Ban the Box (United States). Ban the Box policies remove criminal history checkboxes from initial job applications, delaying background inquiries until later in the hiring process. First adopted in Hawaii in 1998, the reform has spread nationwide. Correspondence studies found that Ban the Box policies increased callbacks for applicants with criminal records, though the magnitude varied by study. Terry-Ann Craigie found a 30% increase in public employment probability for those with convictions. However, Agan and Starr also found that when criminal history was hidden, the racial callback gap increased from 7% to 45% — suggesting employers shifted to racial profiling as a substitute. The lesson is that even well-designed reforms can backfire when the underlying bias remains unmeasured (Agan & Starr, Quarterly Journal of Economics, 2018).
Australia Going Blind (Australia). The Behavioral Economics Team of the Australian Government tested de-identified recruitment by removing gender, race, and ethnicity from applications for senior public service roles. Over 2,100 public servants participated. The results were counterintuitive. Removing identifying information actually made women and minorities less likely to advance. The trial revealed that the Australian Public Service already practiced positive discrimination favoring diversity candidates. This matters for the “boy who cried racism” debate because it proves that only rigorous, controlled testing — not assumption — can reveal where discrimination actually operates (BETA, Australian Government, 2017).
France Anonymous CV Pilot (France). France passed a 2006 law mandating anonymous resumes for companies with 50 or more employees. A randomized pilot through the state employment agency tested the impact before full implementation. The results were the opposite of what anyone expected. Anonymous resumes actually harmed minority applicants, making them less likely to be interviewed and less likely to be hired. Researchers found that anonymization blocked firms that wanted to positively discriminate in favor of disadvantaged candidates. The French government officially abandoned the policy in 2015. The lesson is identical to Australia — precision beats assumption. Measure first, then act (Behaghel, Crepon & Le Barbanchon, J-PAL Evaluation, 2015).
The Bottom Line
The numbers tell a story that no political narrative can override.

■ SUPPLIED INFORMATION:
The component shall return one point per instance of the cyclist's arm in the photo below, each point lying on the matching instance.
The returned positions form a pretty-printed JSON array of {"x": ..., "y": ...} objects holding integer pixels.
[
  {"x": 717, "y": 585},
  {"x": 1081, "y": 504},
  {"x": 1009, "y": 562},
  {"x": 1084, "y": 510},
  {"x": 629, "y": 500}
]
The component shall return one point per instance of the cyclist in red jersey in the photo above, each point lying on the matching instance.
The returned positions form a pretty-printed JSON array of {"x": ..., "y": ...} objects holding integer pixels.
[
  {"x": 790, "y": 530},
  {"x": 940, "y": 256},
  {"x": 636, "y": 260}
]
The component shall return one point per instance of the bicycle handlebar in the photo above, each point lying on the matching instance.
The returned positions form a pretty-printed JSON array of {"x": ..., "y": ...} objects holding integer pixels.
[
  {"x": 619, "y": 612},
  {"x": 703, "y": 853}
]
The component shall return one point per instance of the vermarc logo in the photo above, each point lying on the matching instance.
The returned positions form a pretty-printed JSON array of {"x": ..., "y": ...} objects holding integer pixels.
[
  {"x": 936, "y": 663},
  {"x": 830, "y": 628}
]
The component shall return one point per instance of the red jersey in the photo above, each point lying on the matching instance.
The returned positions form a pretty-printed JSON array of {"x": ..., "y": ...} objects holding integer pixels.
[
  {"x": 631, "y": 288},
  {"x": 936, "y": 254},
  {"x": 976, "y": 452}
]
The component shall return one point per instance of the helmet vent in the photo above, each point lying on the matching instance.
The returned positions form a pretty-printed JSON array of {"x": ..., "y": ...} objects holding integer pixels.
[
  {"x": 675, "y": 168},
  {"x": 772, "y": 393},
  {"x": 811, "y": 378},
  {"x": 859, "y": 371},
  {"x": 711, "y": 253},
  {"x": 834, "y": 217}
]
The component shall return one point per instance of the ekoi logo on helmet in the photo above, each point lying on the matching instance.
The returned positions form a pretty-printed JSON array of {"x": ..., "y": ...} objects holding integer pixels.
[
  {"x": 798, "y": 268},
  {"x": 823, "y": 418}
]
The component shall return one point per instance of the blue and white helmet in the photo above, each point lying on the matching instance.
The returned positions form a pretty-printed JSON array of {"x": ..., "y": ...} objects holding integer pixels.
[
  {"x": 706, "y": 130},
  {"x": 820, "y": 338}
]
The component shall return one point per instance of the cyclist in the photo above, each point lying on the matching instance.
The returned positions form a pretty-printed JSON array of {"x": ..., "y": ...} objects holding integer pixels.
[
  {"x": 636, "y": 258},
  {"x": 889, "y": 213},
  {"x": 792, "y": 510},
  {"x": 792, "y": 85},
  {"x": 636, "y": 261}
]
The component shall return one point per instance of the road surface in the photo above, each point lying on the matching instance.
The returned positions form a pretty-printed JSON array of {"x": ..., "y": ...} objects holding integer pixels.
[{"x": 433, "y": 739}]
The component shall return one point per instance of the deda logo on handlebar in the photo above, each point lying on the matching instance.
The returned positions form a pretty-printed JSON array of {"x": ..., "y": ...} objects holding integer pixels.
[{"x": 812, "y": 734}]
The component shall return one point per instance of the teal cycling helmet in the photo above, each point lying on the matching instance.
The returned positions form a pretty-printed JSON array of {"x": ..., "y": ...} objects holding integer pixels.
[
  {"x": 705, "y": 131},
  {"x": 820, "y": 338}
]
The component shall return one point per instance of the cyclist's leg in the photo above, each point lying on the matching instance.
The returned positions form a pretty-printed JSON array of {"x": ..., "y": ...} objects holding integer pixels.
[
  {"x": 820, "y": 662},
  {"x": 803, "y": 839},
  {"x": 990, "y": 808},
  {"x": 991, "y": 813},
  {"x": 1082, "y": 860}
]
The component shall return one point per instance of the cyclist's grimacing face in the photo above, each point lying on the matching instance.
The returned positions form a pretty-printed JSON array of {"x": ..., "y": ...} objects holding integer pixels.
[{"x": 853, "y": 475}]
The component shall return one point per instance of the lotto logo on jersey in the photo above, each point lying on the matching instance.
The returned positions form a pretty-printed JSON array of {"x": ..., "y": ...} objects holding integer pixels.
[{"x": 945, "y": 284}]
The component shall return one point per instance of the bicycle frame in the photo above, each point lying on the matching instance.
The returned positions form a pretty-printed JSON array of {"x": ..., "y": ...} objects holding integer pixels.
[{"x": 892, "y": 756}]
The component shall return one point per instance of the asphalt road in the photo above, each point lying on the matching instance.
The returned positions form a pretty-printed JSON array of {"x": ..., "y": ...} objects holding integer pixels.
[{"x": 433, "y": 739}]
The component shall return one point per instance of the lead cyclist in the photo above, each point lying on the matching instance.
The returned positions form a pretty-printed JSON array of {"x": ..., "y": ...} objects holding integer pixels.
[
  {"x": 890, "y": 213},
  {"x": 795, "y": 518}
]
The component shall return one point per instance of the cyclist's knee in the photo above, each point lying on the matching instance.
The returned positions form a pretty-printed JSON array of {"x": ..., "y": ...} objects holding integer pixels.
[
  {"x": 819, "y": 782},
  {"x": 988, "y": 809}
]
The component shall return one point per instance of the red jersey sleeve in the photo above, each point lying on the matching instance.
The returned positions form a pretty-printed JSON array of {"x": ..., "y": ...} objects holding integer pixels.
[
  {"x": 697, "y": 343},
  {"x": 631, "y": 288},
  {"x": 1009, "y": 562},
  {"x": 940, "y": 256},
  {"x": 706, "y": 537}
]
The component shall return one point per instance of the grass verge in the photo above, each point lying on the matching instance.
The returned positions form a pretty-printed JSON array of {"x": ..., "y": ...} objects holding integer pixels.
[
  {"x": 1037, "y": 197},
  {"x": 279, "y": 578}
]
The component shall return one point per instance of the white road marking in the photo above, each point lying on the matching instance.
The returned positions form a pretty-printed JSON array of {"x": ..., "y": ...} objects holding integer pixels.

■ PROBLEM DETAILS:
Answer these questions using the text on hiring-discrimination policies:
(a) In what year was Ban the Box first adopted in Hawaii?
(b) How many public servants participated in the Australian de-identified recruitment trial?
(c) In what year did the French government officially abandon the anonymous resume policy?

■ EXPECTED ANSWER:
(a) 1998
(b) Over 2,100
(c) 2015